● **Vorliegender Text**
§

Navid Kermani: „Ungläubiges Staunen über das Christentum“

Print Friendly, PDF & Email

Die anrührende Reise eines Muslims durch die Welt der christlichen Kunst.

Wer von uns europäischen (Nenn-)Christen kennt schon die spätantike Holztafel „Maria Advocata“ oder Caravaggios „Die Dornenkrönung Christi“, um nur zwei der knapp vierzig Kunstwerke zu nennen, die der Autor in diesem Buch vorstellt. Viele dieser meist unbekannten Werke hängen in kleinen italienischen Kirchen – oft in Rom – und sind nur Kennern bekannt. Die kunsthistorische Seite dieses Buches ist jedoch zweitrangig, obwohl der Leser auch auf diesem Gebiet viel von dem Autor lernen kann. Ihm geht es bei seiner Reise durch die christliche Bildwelt um ganz andere Dinge.

1602_k_staunenSchon der Titel ist so doppeldeutig wie ironisch: „ungläubig“ in Kombination mit „Staunen“ interpretiert der deutsche Leser spontan als „erstaunt“ oder gar „widerwillig“. Doch angesichts des muslimischen Glaubenshintergrunds des Autors eröffnet sich hier ein noch ganz anderer Deutungshorizont. Kermani als „Ungläubiger“ im Sinne der Christen staunt darüber, was die abendländische Kunst an religiösen Werken geschaffen hat. Dazu muss man sich das Bilderverbot im Islam vor Augen halten, das zwar selbst eine zweifelhafte Entstehungsgeschichte aufweist, nichtsdestoweniger einerseits die fundamentalistische Ausprägung des Islams und andererseits die kulturelle Geschichte der islamischen Welt geprägt hat. In diesem Buch setzt sich ein Muslim intensiv mit bildlichen Darstellungen christlicher Themen auseinander und gerät in – ja, man kann sagen: bewunderndes – Staunen.

§

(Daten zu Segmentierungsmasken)
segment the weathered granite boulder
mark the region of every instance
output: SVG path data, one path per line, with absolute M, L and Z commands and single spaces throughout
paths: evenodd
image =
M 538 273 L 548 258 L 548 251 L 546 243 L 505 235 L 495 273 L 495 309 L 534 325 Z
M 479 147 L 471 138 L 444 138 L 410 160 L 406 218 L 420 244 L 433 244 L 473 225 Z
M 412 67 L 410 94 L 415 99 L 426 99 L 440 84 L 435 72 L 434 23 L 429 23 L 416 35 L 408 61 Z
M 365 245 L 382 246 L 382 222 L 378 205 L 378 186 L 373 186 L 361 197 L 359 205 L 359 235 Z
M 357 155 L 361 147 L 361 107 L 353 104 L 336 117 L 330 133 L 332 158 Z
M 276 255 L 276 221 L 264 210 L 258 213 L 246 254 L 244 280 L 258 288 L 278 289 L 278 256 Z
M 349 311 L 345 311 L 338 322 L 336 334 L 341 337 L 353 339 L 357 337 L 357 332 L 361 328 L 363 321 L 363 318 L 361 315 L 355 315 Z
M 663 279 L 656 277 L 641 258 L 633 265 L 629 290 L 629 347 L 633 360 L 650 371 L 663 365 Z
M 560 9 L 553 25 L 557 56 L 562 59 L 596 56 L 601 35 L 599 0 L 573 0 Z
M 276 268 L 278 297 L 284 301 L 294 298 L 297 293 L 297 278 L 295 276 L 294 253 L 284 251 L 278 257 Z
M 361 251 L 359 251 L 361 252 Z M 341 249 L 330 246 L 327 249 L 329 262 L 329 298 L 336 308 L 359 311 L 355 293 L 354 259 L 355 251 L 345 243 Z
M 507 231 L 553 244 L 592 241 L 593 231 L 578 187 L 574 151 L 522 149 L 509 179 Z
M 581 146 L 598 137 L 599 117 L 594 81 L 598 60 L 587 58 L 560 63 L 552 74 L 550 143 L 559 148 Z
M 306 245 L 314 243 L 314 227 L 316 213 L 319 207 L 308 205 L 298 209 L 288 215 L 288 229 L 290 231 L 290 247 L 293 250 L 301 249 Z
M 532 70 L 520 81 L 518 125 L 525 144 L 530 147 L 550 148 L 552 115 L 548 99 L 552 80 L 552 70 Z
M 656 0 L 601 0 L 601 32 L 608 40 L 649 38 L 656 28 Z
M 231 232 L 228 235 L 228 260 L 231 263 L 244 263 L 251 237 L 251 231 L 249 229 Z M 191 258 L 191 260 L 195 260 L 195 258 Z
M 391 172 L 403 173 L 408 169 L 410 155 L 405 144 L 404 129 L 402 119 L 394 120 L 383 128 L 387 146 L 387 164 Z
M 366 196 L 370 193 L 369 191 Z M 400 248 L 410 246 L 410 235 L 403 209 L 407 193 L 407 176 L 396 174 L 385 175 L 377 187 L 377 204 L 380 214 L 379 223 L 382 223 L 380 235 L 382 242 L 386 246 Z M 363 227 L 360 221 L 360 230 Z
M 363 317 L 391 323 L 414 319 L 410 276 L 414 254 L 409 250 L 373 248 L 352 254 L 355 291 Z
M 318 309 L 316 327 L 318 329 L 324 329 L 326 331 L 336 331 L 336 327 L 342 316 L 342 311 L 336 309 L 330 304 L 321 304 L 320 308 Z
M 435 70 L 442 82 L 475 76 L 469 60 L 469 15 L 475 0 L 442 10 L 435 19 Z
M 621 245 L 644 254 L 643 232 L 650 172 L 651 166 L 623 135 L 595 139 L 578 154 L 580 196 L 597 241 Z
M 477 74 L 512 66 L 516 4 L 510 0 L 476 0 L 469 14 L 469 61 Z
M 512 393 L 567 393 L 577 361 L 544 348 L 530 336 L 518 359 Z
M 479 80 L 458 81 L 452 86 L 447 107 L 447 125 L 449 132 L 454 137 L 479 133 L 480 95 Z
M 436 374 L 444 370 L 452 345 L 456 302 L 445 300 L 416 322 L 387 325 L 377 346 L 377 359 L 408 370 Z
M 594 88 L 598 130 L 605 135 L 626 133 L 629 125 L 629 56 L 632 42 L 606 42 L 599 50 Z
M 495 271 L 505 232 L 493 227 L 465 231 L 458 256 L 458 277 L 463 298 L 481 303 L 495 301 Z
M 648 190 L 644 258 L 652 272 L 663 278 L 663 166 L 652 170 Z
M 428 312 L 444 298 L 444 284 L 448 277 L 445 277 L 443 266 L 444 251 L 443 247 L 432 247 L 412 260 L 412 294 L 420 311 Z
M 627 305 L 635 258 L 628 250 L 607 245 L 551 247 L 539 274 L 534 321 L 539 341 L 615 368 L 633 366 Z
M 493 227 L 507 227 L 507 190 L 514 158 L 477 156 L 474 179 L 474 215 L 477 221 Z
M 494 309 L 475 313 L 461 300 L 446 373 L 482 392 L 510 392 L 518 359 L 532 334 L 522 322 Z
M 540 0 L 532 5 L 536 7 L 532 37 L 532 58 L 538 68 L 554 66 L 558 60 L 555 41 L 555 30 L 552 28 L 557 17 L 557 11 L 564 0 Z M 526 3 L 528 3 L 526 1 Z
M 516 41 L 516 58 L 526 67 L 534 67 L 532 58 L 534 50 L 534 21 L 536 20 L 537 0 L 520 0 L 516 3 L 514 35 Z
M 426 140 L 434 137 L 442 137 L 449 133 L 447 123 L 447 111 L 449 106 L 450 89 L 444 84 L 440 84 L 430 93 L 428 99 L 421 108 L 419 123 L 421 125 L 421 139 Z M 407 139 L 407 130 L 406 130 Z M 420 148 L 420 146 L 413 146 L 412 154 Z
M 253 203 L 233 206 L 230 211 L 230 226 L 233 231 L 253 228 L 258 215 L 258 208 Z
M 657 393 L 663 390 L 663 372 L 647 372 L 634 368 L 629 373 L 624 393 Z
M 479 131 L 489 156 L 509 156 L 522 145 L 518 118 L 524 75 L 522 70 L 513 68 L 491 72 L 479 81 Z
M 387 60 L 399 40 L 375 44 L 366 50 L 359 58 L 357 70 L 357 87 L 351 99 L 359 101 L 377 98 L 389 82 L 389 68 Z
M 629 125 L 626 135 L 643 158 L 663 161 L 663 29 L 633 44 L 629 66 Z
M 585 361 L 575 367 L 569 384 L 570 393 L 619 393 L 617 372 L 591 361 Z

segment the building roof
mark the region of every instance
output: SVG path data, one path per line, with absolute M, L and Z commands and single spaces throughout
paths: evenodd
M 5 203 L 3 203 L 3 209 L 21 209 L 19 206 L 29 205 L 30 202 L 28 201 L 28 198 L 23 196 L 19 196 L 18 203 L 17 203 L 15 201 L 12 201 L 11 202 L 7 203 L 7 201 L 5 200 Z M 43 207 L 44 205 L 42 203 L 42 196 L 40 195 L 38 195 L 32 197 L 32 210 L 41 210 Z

§

● **Aufgabe**
Führen Sie die Buchbesprechung zu Navid Kermanis „Ungläubiges Staunen“ im Anschluss an ihren letzten Satz fort.

● **Endgültige Antwort**
Zu diesem Zweck hat sich Navid Kermani die Mühe gemacht, nicht nur die angesehenen Museen wie das Bode-Museum, den Louvre, das Musée d´Orsay oder das Wallraff-Richartz-Museum, sondern auch kleine Kirchen und Palazzi in Rom, Köln oder Ravenna aufzusuchen, um seltene Werke zu betrachten. Dabei ging es ihm durchweg um Werke mit christlichem Hintergrund. Die Bandbreite reicht dabei von der bereits erwähnten spätantiken Holztafel mit der „Maria Advocata“ über eine Statue des Jesuskinds aus dem 14. Jahrhundert, Veroneses „Die Hochzeit von Kanaan“ und Rembrandts „Die Auferweckung des Lazarus“ – um nur die ersten vier Werke zu nennen – bis hin zu dem heute noch genutzten orthodoxen serbischen Kloster Decani im Kosovo, das Kermani sozusagen als „lebendes christliches Kunstwerk“ beschreibt. Dazwischen lernen wir Kunstwerke von El Greco, Botticelli, Albrecht Dürer und immer wieder Caravaggio kennen, um nur die bekannten Namen zu nennen. Werke anderer Künstler des Mittelalters, der Renaissance und der frühen Neuzeit ergänzen diese virtuelle Ausstellung. In einem Ausflug in die Gegenwart stellt er den italienischen Pater Paolo vor, der im kriegsgeschüttelten Nahen Osten als christlicher Priester seine Liebe zum Islam entdeckte, dem Christentum jedoch treu blieb und dafür von Islamisten entführt wurde.

Jedes einzelne Werk hat Kermani genau studiert, sich davor gestellt, auch im Dunkel einer baufälligen Kirche oder mit Schnupfen in der feuchten Kälte eines Wintertages, und die Aussage des Bildes aus seiner eigenen Perspektive studiert. Dabei kommt ihm zugute, dass er aufgrund seiner Bildung den kunsthistorischen und auch den inhaltlichen Hintergrund – etwa Passion oder Kreuzigung – versteht, aber nicht im Sinne einer religiösen Sozialisation auf eine Sicht fixiert ist. Er betrachtet diese Werke mit dem unvoreingenommenen Blick eines „ungläubigen“ Gläubigen, der selbst einer Religionsgemeinschaft angehört und sich zu ihr bekennt, aber eben einer anderen. Das Christliche ist ihm – oder war ihm bis zu diesem Buch jedenfalls – eine eher intellektuell aber nicht emotional vertraute Religion, mit der er nur in wenigen Aussagen übereinstimmt[e]. So bekennt er unverblümt, dass ihm das Symbol des Kreuzes als Metapher des menschlichen Leids schon immer unverständlich war, da er als aufgeklärter Muslim die schönen Seiten des Lebens bevorzugt. Doch im Laufe seiner christlichen Recherche entdeckt er die ungeheure Macht dieser christlichen Symbole und lernt sie zu schätzen, ohne deswegen mit fliegenden Fahnen zu konvertieren. Bei allem „ungläubigem Staunen“ bleibt er seiner Religion ohne Wenn und Aber treu.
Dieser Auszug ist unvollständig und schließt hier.